--- DATA LISTING ---
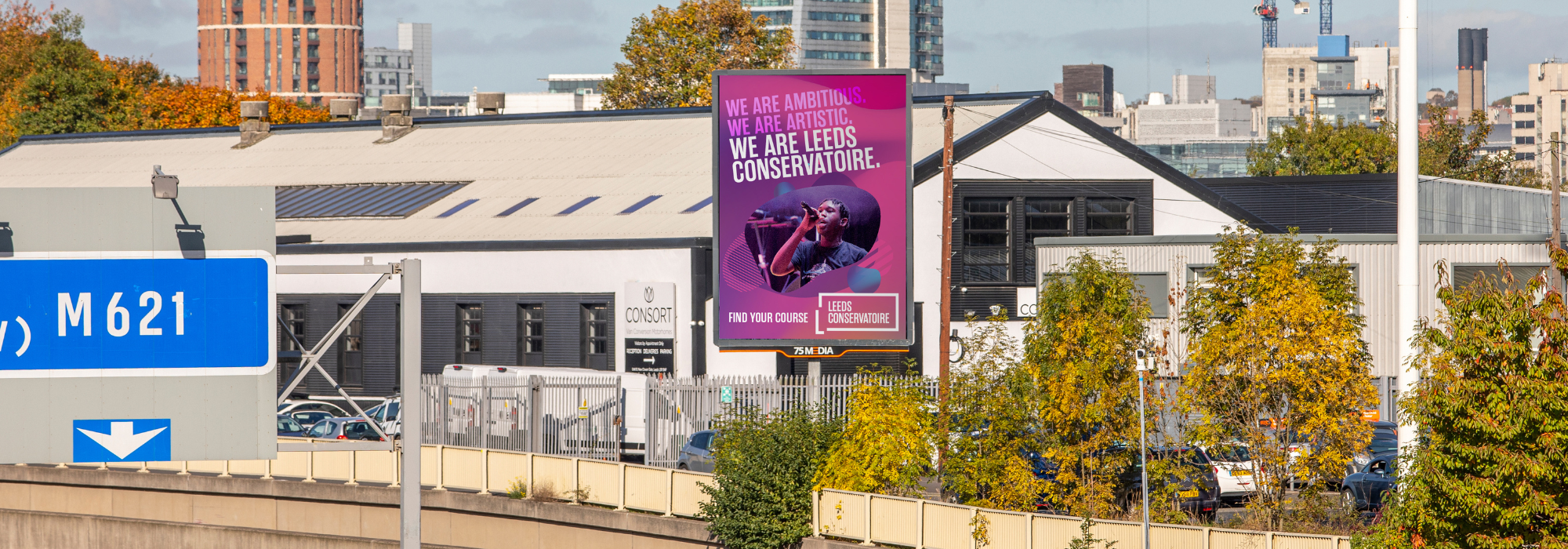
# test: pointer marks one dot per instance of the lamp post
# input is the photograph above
(1144, 443)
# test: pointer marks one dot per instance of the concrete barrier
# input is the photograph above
(73, 507)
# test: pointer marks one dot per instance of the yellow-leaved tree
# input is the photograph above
(672, 54)
(888, 440)
(1279, 363)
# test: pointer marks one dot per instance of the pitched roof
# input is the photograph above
(551, 161)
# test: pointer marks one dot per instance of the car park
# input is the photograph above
(1370, 487)
(311, 405)
(1235, 471)
(1197, 490)
(344, 429)
(310, 416)
(289, 427)
(699, 453)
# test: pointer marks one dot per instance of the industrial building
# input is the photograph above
(858, 35)
(303, 49)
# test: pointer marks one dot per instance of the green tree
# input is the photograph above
(68, 90)
(1277, 357)
(672, 54)
(1080, 357)
(1323, 150)
(764, 473)
(1492, 470)
(888, 438)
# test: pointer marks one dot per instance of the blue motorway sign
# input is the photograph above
(136, 316)
(120, 440)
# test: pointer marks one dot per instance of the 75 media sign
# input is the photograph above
(813, 205)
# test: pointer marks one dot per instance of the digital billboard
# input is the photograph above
(813, 203)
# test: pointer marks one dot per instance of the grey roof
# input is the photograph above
(554, 162)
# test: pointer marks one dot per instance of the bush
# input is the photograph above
(764, 471)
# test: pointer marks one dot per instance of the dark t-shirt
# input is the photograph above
(811, 260)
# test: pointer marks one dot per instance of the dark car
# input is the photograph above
(289, 426)
(1197, 490)
(344, 429)
(699, 453)
(1365, 489)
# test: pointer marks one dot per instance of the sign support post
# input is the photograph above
(413, 405)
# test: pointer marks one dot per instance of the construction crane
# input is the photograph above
(1271, 15)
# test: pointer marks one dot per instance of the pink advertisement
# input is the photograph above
(811, 208)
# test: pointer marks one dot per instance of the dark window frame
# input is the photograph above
(531, 333)
(352, 349)
(595, 333)
(471, 333)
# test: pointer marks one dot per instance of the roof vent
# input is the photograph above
(253, 128)
(344, 111)
(397, 120)
(492, 103)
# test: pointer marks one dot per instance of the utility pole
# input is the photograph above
(945, 338)
(1409, 225)
(1558, 206)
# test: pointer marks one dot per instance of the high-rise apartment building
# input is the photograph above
(416, 40)
(308, 49)
(1296, 76)
(1473, 71)
(862, 34)
(388, 71)
(1539, 114)
(1089, 89)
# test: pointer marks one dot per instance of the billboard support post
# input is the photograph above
(813, 206)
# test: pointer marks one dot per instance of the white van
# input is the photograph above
(504, 413)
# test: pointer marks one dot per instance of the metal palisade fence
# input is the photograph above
(680, 407)
(578, 416)
(606, 418)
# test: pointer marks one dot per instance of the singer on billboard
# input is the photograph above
(830, 252)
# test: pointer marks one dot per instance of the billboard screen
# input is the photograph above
(811, 189)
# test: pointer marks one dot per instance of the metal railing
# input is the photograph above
(485, 471)
(921, 525)
(681, 407)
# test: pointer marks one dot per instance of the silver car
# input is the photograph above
(697, 454)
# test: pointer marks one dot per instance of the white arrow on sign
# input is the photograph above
(27, 335)
(120, 440)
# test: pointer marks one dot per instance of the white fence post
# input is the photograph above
(670, 493)
(441, 471)
(868, 511)
(484, 471)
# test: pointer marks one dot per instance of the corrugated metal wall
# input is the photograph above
(499, 329)
(1450, 208)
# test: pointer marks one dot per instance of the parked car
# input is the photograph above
(388, 415)
(1365, 489)
(313, 405)
(289, 426)
(1235, 471)
(344, 429)
(1199, 492)
(310, 416)
(699, 453)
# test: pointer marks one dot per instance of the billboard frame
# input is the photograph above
(909, 192)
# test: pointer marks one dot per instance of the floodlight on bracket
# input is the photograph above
(164, 186)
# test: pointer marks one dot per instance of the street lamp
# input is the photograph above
(1144, 442)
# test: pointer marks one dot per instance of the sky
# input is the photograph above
(992, 45)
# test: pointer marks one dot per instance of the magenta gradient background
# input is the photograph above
(880, 123)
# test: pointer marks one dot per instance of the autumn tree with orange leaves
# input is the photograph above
(53, 82)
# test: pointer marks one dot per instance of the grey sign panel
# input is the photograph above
(137, 329)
---
* [EXERCISE DESCRIPTION] Lines with "roof" in the records above: copy every one of them.

* [ANSWER SPACE]
# test: pointer marks one dot per instance of the pitched roof
# test: pointer marks one dot per instance of the grey roof
# test: pointer marks one dot per instance of the roof vent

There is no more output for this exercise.